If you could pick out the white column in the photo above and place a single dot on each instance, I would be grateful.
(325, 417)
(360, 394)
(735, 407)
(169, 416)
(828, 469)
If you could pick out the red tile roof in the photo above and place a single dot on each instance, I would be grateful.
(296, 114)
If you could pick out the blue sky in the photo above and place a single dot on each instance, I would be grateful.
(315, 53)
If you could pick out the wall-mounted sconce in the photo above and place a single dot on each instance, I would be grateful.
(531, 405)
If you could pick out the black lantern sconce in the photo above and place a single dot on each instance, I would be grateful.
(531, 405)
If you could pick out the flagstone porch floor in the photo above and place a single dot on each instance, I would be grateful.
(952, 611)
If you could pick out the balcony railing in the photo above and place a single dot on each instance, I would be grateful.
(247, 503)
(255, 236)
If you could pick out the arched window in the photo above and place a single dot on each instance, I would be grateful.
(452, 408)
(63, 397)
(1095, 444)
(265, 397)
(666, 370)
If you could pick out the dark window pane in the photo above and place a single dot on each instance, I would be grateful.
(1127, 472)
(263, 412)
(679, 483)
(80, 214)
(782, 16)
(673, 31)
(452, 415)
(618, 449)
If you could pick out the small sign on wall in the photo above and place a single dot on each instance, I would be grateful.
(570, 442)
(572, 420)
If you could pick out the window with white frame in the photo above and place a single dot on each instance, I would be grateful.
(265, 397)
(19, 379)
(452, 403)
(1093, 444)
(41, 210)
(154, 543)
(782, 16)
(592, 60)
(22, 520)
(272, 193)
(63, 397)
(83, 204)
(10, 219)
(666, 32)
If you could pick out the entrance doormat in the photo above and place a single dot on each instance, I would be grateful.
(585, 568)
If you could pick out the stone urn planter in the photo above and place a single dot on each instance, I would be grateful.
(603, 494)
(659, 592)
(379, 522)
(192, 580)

========================================================================

→ **The request**
Could you write out all of the material above again, substituting "I would appreciate it" for every occurrence of "I would be grateful" and leaving everything else unchanged?

→ **The solution**
If you could pick out the white column in the photo above and place a single dot on each instance, I would appreciate it.
(325, 417)
(360, 394)
(735, 407)
(169, 416)
(828, 469)
If you could pick out the red tile roof in the photo above and place a single dot on each instance, I would appreciate it.
(296, 114)
If you could pick out the blue sky in the photo above and place a single dot on each instance, I would appreciate it.
(315, 53)
If you could pick out the wall-mounted sconce in the photo above and place a single dot on each instance, I would appreciate it.
(531, 405)
If you could pick out the black lantern sconce in the photo above and place a single dot on each instance, I would appreciate it.
(531, 405)
If you could pick out the flagstone porch floor in the photo above and place a single dot on each instance, I would appreciate it.
(952, 611)
If you could pick out the balcony railing in the photo above and place a single dot on each instance, I would appreciate it.
(247, 503)
(255, 236)
If you could pick out the arched window in the photo above and place a single dot on each instance, I would appreciate it.
(452, 408)
(63, 397)
(1095, 444)
(265, 397)
(666, 370)
If you could pick out the dark window pane in the photo above and place a single dot on each instance, I would appreciate it.
(1127, 472)
(263, 412)
(679, 483)
(80, 214)
(782, 16)
(673, 31)
(452, 415)
(618, 449)
If you could pick out the small sign on wall in the photo above and place a single dot on each instance, I would appreciate it.
(570, 442)
(572, 420)
If you could pick out the window with white frame in the photo above and place a single dot on each instance, I would appreciate it.
(265, 397)
(19, 379)
(452, 403)
(1093, 444)
(41, 210)
(154, 543)
(782, 16)
(592, 60)
(22, 520)
(272, 193)
(63, 397)
(83, 204)
(10, 219)
(666, 32)
If you could pick out the entrance doormat in the photo above and place a single dot on each instance, I would appreciate it.
(585, 568)
If you could pick out the stone urn planter in the photo above and place a single dot on each instance, I would appreciate it.
(603, 494)
(659, 592)
(379, 522)
(192, 580)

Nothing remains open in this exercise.